● TASKS FOR THIS EXERCISE
1) In the post, rewrite the paragraph beginning "There is one part, however" more briefly, keeping its main facts.
2) Whose writing on Milton does the post quote?
3) Decide whether each statement agrees with the post, answering yes or no and quoting the deciding words:
(a) The post suggests avoiding karaoke bars.
(b) The post attributes the remark about the dirty book emporium to Stanley Fish.
(c) The passage about Catholics comes about halfway through Milton's tract.
* START SELECTED TEXT *
Carrol's Pain (was: Addiction, Advertising, & Easy Virtue)

Yoshie Furuhashi furuhashi.1 at osu.edu
Mon Nov 27 01:55:02 PST 2000


dd complains:


>That and a fat man's
>intrinsic hostility to people pretending to be more
>attractive than they are.

Fat can be phat, at least for some. Ever heard of chubby chasers?


>But in general, I'm against
>democratisation of the production of art, simply
>because so many people aren't any good at it.

Democratization is here to stay, so you might as well get used to it (while avoiding karaoke bars, perhaps).


>And all the while portraying themselves
>as the champions of free speech (as David Stove
>pointed out "the proprietor of a dirty book emporium
>might owe a debt to Milton's Areopagitica, but he
>would not necessarily want to find him in his shop").

For the consolation of your troubled soul, here's Stanley Fish on Milton:

***** ...There is one part, however, of Milton's Areopagitica that is rarely noticed in such discussions and when noticed is noticed with some embarrassment. About three quarters of the way through the tract Milton says, "Now you understand of course", and the tone in his prose suggests that he assumes that most of his readers have always understood this, "that when I speak of toleration and free expression I don't mean Catholics. Them we extirpate".1 Milton's admirers, especially those who have linked him to John Stuart Mill as one of the cornerstones of the free speech tradition, have difficulty with this passage and attempt to explain it away by saying that Milton, because of the limitation of his own historical period, was not able to see what we are able to see. The idea is that our conception of free speech is more capacious, more truly free, than this because we do not have an exclusion up our sleeves, ready to be sprung.
* END SELECTED TEXT *
* START DATASET CONTENT *
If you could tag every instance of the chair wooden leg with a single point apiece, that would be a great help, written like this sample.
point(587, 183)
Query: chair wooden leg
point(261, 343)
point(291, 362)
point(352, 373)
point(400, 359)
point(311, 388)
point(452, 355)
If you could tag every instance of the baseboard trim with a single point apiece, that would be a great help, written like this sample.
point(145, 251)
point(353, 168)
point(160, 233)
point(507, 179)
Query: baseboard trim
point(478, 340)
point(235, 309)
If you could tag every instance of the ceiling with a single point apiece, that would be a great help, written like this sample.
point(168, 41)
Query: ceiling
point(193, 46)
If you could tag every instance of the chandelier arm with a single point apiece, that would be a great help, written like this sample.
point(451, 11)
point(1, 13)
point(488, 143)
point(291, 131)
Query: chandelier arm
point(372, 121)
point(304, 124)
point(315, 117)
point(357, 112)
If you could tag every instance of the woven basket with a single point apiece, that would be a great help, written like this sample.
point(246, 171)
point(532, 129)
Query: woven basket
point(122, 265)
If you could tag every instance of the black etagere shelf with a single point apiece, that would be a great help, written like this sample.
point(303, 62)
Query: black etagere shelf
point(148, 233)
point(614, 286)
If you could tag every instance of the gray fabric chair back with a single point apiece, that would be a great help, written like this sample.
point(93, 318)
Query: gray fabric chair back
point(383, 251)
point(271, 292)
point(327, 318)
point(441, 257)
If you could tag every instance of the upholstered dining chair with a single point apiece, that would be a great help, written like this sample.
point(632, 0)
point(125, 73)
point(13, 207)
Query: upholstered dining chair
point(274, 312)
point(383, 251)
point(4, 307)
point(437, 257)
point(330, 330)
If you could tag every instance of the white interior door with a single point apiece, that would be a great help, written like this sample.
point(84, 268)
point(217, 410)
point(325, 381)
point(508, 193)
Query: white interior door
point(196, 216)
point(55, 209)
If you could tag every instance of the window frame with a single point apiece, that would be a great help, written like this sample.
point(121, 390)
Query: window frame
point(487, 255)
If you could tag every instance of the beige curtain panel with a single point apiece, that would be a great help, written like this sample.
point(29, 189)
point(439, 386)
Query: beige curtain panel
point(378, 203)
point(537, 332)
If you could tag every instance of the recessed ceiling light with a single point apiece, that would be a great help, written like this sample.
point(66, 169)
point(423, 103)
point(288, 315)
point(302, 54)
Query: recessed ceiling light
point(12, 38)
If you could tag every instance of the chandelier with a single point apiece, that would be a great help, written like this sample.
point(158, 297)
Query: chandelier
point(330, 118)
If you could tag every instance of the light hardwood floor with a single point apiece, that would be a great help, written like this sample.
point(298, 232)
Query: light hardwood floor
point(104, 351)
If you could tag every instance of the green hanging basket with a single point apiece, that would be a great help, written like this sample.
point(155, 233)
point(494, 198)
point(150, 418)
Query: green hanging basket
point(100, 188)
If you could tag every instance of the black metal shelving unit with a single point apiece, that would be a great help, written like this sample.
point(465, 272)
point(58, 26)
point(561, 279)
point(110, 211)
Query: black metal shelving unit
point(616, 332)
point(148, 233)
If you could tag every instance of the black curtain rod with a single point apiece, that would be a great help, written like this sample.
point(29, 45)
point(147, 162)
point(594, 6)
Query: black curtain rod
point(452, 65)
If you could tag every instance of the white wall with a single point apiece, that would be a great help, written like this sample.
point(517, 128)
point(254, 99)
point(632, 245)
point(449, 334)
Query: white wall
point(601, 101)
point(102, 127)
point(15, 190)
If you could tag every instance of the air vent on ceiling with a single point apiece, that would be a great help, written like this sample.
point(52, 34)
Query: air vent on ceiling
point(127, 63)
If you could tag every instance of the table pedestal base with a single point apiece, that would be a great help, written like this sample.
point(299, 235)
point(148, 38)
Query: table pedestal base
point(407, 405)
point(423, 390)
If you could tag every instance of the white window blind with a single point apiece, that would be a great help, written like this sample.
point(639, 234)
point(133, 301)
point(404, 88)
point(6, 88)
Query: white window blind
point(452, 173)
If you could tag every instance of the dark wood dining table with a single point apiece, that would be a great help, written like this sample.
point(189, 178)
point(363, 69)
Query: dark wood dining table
* END DATASET CONTENT *
● CORRECT ANSWERS
1) A rarely noticed passage about three quarters of the way through Milton's Areopagitica states that toleration and free expression do not extend to Catholics, who are to be extirpated. Admirers who link Milton with John Stuart Mill as cornerstones of the free speech tradition find this passage difficult. They explain it away as a limitation of his historical period and claim that our conception of free speech is more capacious because it has no exclusion ready to be sprung.

2) Stanley Fish's.

3)
(a) Yes: "while avoiding karaoke bars, perhaps"
(b) No: "as David Stove"
(c) No: "About three quarters of the way through the tract"